● Passage given:
Next, suppose \(f\), \(\tilde{f}\) are flows in \(G\) at Nash equilibrium (and hence global optima for (NLP2)). By convexity of the objective function of (NLP2), whenever \(f_e \neq \tilde{f}_e\) the function \(h_e\) must be linear between these two values (since any convex combination would yield a solution for (NLP2) with smaller objective function value) and hence \(\ell_e\) must be constant between these two values. This implies that \(\ell_e(f_e) = \ell_e(\tilde{f}_e)\) for all \(e \in E\), thus \(C(f) = C(\tilde{f})\).

Besides, there are some useful properties of Nash equilibrium in single-commodity networks.

Let $(G,r,\ell)$ be an single-commodity instance. There is a constant $c(G,r,\ell)\ge 0$ such that for any Nash equilibrium $f$ for $(G,r,\ell)$ and any $P\in\mathcal{P}$ with $f_P>0$, $\ell_P(f)=c(G,r,\ell)$. Furthermore, $c(G,r,\ell)$ is nondecreasing in $r$.

Let $(G,r,\ell)$ be an single-commodity instance and $f$ a feasible flow for $(G,r,\ell)$. For each vertex $v$ in $G$, let $d(v)$ denote the shortest-path distance from $s$ to $v$ with respect to edge lengths $\ell_e(f_e)$ in $G$. Then, $f$ is a Nash equilibrium if and only if for all edges $e=(v,w)$, either $f_e=0$ or $d(w)-d(v)=\ell_e(f_e).$

Every single-commodity instance admits a directed acyclic Nash equilibrium.

Price of anarchy and Pigou Bound

The price of anarchy (PoA) is a measure to quantify the efficiency loss caused by selfish behavior. In the context of network routing games, it is defined as the worst-case ratio over all instances between the cost of a Nash flow and the cost of an optimal flow. Formally,

The PoA of a class of instances $\mathcal{I}$ is defined as $$ \text{PoA}(\mathcal{I}) = \sup_{(G,r,\ell)\in\mathcal{I}} \frac{\max_{f\text{ at Nash equilibrium}} C(f)}{\min_{f\text{ feasible}} C(f)}. $$

Pigou bound measures PoA well.

Let $\mathcal{C}$ be a set of cost functions. The Pigou bound $\alpha(\mathcal{C})$ for $\mathcal{C}$ is defined as $$ \alpha(\mathcal{C})=\sup_{c\in\mathcal{C}}\sup_{x,r\ge 0}\frac{r\cdot c(r)}{x\cdot c(x)+ (r-x)c(r)} $$ with the understanding that $0/0=1$.

For example, if \(\mathcal{C}\) is the set of polynomials with nonnegative coefficients and degree at most \(p\), then

\[\alpha(\mathcal{C})=\left(1-p(p+1)^{-(p+1)/p}\right)^{-1}. \]

As \(p\to \infty\), it tends to infinity as \(p/\ln p\).

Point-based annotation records

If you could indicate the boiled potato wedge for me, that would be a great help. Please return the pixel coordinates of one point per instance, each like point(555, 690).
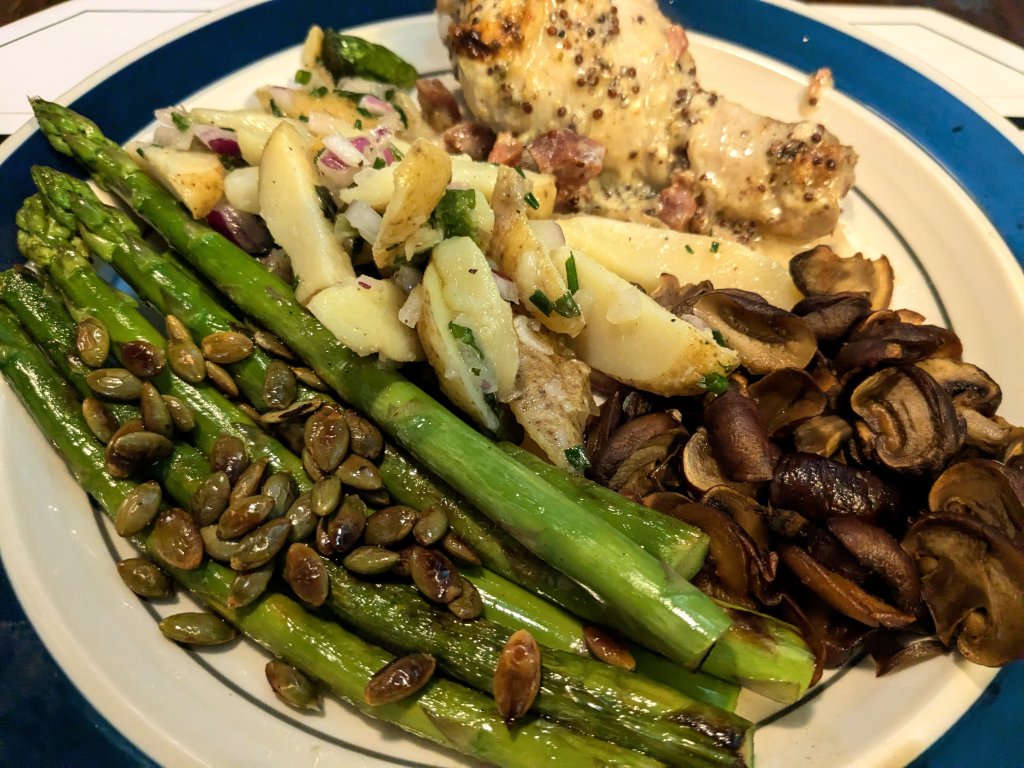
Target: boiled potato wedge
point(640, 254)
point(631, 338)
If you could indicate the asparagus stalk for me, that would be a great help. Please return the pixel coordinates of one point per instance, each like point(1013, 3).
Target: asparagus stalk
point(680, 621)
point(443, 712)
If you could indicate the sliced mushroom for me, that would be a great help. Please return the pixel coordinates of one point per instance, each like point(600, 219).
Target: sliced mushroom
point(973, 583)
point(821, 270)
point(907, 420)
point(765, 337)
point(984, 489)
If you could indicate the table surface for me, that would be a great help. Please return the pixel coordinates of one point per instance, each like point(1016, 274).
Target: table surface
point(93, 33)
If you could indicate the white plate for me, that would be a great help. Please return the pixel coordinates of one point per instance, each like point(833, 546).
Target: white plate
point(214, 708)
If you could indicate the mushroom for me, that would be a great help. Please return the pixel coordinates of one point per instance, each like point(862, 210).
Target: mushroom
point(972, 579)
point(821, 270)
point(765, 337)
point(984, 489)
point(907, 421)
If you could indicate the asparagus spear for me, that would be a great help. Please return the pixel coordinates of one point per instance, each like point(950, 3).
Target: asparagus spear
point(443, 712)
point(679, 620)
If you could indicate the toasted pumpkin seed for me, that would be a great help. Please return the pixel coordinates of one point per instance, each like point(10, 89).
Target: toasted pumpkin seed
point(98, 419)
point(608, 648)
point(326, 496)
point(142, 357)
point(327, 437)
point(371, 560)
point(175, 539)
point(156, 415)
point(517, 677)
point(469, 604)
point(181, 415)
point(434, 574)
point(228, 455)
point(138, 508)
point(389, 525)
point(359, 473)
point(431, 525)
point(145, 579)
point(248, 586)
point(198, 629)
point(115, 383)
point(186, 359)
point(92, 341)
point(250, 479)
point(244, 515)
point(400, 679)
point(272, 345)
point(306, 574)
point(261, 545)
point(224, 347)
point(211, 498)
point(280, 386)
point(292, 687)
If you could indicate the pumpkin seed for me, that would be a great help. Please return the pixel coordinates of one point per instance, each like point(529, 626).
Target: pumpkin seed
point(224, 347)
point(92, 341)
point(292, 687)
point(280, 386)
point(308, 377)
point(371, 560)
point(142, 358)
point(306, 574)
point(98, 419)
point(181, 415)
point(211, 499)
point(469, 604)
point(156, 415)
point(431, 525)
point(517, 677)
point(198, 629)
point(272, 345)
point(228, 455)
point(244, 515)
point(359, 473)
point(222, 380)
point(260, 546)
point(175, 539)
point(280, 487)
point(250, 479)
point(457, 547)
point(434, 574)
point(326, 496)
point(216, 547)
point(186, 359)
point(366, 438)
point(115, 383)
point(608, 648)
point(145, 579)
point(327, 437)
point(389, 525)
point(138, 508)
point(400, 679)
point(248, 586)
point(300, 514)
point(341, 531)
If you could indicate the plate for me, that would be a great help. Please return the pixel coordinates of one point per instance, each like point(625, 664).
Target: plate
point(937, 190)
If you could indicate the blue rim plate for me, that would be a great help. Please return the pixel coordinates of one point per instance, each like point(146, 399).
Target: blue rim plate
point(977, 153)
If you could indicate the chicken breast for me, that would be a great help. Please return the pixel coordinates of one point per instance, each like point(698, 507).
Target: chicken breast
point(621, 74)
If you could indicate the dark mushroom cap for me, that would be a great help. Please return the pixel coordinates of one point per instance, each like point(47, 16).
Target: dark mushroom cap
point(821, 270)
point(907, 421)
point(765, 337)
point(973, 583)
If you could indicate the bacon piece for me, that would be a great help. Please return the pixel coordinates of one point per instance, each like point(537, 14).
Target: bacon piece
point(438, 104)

...

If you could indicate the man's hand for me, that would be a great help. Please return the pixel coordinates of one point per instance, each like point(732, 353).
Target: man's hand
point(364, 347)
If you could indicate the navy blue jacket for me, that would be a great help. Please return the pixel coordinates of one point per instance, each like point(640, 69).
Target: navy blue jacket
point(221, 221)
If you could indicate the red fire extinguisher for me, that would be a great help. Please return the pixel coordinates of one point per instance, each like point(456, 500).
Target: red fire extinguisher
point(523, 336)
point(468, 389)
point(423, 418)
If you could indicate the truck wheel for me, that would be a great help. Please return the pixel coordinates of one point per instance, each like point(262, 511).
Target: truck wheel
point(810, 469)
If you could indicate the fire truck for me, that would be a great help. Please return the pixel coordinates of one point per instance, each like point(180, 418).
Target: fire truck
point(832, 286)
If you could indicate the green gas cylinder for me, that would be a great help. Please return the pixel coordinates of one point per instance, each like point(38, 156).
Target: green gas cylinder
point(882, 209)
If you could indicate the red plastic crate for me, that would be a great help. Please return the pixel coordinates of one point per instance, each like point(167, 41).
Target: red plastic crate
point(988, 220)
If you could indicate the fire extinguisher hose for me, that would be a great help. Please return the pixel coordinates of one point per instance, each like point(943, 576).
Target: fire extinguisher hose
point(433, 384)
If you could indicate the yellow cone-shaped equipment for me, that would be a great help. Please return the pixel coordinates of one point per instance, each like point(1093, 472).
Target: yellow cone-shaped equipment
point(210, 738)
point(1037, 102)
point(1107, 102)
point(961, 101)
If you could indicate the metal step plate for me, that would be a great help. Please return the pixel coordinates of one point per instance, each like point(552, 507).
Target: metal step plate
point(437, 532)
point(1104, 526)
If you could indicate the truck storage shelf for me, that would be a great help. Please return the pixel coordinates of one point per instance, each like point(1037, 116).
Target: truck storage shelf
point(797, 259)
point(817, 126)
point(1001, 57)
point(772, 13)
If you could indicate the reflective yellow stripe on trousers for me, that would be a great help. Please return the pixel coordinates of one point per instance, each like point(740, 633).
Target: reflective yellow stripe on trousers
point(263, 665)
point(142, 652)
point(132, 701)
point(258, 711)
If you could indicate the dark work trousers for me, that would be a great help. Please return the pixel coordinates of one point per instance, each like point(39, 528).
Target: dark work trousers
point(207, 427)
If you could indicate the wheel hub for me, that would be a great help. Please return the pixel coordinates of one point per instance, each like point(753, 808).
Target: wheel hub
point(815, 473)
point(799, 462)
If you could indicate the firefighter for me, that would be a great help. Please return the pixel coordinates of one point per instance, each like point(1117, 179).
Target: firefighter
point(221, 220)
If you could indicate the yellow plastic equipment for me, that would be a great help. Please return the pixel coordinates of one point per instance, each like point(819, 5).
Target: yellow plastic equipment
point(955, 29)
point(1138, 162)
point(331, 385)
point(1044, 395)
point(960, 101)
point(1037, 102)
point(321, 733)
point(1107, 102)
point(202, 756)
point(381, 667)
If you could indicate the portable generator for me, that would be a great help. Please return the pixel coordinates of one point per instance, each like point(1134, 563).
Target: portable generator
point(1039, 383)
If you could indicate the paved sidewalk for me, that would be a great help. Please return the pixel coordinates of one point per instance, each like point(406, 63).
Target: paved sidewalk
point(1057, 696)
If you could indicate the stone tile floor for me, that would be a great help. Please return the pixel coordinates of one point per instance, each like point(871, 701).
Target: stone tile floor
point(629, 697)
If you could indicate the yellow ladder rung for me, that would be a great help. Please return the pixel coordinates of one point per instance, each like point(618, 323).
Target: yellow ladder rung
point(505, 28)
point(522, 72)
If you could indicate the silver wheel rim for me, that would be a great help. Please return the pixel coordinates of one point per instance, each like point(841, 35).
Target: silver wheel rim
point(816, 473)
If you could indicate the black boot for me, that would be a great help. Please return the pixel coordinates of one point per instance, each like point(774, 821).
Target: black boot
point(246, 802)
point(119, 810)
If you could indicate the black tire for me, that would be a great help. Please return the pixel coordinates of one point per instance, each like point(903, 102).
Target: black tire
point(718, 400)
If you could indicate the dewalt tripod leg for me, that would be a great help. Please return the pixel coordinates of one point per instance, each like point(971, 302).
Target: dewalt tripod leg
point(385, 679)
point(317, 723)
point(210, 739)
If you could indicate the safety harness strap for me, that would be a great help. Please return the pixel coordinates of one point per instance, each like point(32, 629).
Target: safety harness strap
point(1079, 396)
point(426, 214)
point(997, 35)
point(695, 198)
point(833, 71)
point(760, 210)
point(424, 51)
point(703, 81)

--

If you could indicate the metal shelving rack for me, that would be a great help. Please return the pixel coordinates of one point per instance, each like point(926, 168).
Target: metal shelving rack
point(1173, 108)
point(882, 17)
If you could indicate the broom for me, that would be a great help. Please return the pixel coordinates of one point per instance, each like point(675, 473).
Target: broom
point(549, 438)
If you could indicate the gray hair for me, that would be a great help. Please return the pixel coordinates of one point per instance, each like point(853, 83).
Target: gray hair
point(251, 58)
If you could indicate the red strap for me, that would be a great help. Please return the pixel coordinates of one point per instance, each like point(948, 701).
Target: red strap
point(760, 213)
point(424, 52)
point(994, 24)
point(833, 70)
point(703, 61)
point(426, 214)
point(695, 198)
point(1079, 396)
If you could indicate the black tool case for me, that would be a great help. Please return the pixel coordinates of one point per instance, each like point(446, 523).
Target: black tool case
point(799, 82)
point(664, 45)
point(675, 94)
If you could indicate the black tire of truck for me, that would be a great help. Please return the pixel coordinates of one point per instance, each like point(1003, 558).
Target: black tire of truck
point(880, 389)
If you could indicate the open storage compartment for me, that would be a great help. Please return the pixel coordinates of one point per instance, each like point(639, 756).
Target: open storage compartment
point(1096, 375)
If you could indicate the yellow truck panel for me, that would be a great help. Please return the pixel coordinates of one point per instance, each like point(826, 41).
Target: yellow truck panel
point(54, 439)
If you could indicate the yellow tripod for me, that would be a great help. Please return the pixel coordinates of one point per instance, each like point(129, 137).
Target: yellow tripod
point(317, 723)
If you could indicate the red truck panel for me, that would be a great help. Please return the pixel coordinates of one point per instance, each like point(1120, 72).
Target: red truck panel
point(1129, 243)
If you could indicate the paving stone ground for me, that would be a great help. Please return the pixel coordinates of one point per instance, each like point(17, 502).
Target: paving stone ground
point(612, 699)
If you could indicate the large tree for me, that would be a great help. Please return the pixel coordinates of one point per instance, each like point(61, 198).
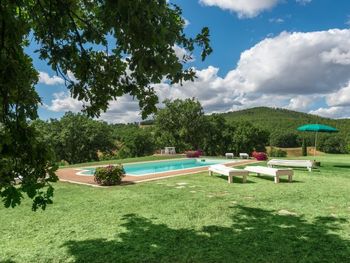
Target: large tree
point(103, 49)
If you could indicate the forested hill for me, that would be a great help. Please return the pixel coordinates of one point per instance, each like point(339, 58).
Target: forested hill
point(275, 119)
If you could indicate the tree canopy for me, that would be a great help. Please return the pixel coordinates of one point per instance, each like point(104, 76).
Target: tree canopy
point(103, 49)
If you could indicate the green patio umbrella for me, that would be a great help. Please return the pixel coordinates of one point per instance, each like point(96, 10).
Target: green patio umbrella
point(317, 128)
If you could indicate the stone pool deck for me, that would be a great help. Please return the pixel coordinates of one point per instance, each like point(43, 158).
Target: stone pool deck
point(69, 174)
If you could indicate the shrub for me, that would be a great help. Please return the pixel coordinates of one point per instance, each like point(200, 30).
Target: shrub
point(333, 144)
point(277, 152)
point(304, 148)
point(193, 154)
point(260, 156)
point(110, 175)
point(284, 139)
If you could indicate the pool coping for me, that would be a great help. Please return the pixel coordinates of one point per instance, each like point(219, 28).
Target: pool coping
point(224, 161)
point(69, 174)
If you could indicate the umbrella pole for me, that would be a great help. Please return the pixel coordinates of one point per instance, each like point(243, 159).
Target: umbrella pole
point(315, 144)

● Written tasks:
1. According to the routing passage, what does every single-commodity instance admit?
2. Repeat everything in the routing passage from "Besides, there are" down to "nondecreasing in $r$.".
The entries have no connection to the routing passage.

● The solutions:
1. A directed acyclic Nash equilibrium.

2.
Besides, there are some useful properties of Nash equilibrium in single-commodity networks.

Let $(G,r,\ell)$ be an single-commodity instance. There is a constant $c(G,r,\ell)\ge 0$ such that for any Nash equilibrium $f$ for $(G,r,\ell)$ and any $P\in\mathcal{P}$ with $f_P>0$, $\ell_P(f)=c(G,r,\ell)$. Furthermore, $c(G,r,\ell)$ is nondecreasing in $r$.